Exercise task:
Copy out each of the following lines word for word, changing nothing.

# Start of Information shown

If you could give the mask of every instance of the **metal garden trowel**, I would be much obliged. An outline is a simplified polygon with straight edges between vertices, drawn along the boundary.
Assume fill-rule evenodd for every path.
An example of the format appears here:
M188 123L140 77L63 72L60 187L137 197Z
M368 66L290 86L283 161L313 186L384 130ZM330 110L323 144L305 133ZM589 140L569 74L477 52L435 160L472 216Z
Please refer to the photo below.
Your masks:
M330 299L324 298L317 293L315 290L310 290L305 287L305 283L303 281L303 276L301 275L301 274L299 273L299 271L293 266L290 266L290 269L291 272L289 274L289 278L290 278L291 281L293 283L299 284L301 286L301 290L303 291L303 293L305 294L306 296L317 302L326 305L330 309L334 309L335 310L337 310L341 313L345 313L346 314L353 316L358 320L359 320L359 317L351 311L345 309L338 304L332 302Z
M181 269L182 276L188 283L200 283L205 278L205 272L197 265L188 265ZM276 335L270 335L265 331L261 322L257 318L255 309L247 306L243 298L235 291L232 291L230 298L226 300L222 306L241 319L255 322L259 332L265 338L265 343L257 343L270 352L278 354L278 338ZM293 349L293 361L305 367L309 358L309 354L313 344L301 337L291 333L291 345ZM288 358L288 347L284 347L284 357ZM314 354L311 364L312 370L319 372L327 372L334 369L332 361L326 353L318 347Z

# End of Information shown

Written solution:
If you could give the mask of every instance of the **metal garden trowel**, I would be much obliged. An outline is a simplified polygon with straight edges between vertices, drawn along the boundary.
Assume fill-rule evenodd for every path.
An example of the format appears here:
M188 123L140 77L63 72L60 187L137 197Z
M368 66L290 86L283 161L313 186L384 130ZM330 110L323 144L305 133ZM589 140L569 74L477 52L435 160L472 216Z
Please refer to the photo below.
Your masks:
M330 299L324 298L317 293L315 290L310 290L305 287L305 283L303 281L303 276L301 275L301 274L299 273L299 271L293 266L290 266L290 269L291 272L289 274L289 278L290 278L291 281L293 283L299 284L301 286L301 290L303 291L303 293L305 294L306 296L317 302L326 305L330 309L334 309L335 310L337 310L341 313L345 313L346 314L353 316L358 320L359 320L359 317L351 311L345 309L338 304L332 302Z
M181 269L182 276L188 283L200 283L205 278L205 272L197 265L188 265ZM276 335L270 335L265 331L261 322L257 318L255 309L247 306L243 298L235 291L232 291L230 298L226 300L222 306L241 319L255 322L259 332L265 338L265 343L257 343L270 352L278 354L278 338ZM293 349L293 361L305 367L309 358L309 354L313 344L301 337L291 333L291 345ZM288 358L288 347L284 347L284 357ZM314 354L311 364L312 370L319 372L327 372L334 369L332 361L326 353L318 347Z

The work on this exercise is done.